- [Passage given]
START
It is claimed that use of additional ontologies may be useful to supplement
the mzML controlled vocabulary. It is very unclear why ChEBI3 - an ontology
describing chemical entities - may be considered appropriate in these
circumstances. mzML concerns itself with mass spectrometry data. Any
subsequent identifications of molecules from this data, in which ChEBI terms
may be appropriate, is considered separately in other formats such as the
forthcoming analysisXML.

The model XML schema

The concepts described in the XML schema are familiar to those who have
previously used mzData. Most of the schema appears to satisfactorily cover
the requirements for describing mass spectrometry data.

There are questions related to the concept of describing samples in the
schema as it currently stands.

*	The first regards the concept of multidimensional LC/MS/MS
experiments, in which an individual sample may be separated by a number of
LC steps, generating a number of fractions from a single sample. Each of
these subsamples are typically analysed by taking performing an individual
acquisition, thus generating a number of runs and sourceFiles for the
original sample. As the mzML schema specifies that there is a 1:1
relationship between mzML and run, it is not clear whether an individual
mzML file in this context would contain data from an individual subsample.
run has a single, optional sampleRef attribute, but also may contain a
sourceFileRefList, in which a number of sourceFiles can be referenced.
END
- [Material supplied]
START
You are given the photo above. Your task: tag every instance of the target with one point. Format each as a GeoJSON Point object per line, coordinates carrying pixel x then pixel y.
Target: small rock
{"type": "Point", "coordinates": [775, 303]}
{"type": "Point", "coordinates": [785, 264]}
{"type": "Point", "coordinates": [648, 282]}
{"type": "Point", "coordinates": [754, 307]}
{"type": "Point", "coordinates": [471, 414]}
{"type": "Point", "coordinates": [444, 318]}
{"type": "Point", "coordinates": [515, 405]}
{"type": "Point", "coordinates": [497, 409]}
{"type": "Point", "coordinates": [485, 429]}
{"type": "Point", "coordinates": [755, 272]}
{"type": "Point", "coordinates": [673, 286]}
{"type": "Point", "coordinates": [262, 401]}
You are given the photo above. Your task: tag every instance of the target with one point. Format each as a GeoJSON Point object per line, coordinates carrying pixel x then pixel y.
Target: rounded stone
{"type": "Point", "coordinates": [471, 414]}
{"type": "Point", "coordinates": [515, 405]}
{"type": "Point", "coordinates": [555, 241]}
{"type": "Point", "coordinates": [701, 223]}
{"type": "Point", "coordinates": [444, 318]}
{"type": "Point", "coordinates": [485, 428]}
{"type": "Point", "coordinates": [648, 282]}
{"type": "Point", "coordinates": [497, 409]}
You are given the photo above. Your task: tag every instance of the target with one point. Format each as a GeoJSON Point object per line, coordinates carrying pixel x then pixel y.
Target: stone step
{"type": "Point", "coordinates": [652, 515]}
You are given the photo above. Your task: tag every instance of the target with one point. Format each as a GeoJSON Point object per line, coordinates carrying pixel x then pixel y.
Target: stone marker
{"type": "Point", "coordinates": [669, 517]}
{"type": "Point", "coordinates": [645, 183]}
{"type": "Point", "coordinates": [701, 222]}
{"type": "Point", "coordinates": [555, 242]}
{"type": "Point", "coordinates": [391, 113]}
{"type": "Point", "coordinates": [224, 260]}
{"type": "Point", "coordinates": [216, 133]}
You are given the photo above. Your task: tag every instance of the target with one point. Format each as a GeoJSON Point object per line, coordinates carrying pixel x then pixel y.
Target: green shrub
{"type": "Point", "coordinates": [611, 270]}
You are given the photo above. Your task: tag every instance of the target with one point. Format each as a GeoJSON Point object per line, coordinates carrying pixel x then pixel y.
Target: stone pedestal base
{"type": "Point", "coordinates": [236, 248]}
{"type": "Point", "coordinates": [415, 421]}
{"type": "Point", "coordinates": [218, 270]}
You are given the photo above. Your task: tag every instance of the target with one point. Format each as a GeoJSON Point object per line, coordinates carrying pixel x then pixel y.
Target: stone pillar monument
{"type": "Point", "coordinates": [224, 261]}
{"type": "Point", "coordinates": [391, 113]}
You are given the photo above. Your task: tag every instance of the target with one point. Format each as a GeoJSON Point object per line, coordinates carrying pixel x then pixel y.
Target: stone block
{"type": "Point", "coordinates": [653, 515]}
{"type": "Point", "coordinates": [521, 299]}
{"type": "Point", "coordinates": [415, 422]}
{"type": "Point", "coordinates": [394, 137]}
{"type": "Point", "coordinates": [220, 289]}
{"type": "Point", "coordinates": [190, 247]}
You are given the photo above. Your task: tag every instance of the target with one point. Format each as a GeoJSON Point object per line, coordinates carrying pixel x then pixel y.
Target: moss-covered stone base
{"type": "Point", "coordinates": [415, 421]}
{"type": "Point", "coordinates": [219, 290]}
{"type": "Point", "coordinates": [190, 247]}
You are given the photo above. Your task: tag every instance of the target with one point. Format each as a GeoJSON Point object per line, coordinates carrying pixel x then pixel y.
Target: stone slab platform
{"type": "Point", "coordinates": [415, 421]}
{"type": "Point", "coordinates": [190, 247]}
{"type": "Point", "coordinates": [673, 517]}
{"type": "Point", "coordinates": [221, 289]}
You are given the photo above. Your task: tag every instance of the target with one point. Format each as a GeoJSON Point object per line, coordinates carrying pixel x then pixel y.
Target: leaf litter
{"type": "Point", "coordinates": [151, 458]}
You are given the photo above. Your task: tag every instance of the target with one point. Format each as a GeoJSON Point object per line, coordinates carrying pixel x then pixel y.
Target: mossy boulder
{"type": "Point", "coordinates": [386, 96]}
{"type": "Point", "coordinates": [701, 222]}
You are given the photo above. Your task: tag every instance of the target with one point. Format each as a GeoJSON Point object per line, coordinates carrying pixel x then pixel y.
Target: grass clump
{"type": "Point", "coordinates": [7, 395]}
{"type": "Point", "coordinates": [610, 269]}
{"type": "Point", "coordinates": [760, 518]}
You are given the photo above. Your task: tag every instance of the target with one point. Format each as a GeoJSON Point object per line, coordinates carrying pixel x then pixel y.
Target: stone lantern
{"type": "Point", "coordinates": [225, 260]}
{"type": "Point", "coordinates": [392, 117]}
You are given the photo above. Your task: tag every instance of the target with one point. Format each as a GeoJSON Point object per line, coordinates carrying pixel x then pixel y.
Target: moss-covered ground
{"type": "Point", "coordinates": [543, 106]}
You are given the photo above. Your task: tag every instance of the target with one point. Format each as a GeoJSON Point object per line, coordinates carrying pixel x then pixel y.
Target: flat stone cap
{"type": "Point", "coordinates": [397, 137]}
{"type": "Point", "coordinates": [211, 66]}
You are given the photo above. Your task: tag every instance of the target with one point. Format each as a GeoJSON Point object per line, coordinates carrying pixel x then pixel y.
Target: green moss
END
- [Goals]
A) Substitute "mzXML" for "mzData" in the mzML review from "The concepts described" to "describing mass spectrometry data.", and give that span back.
B) State how many lines of the entries contain the string "green". Give only the number.
The mzML review and the entries have no connection to each other.

- [Answers provided]
A)
The concepts described in the XML schema are familiar to those who have
previously used mzXML. Most of the schema appears to satisfactorily cover
the requirements for describing mass spectrometry data.

B) 2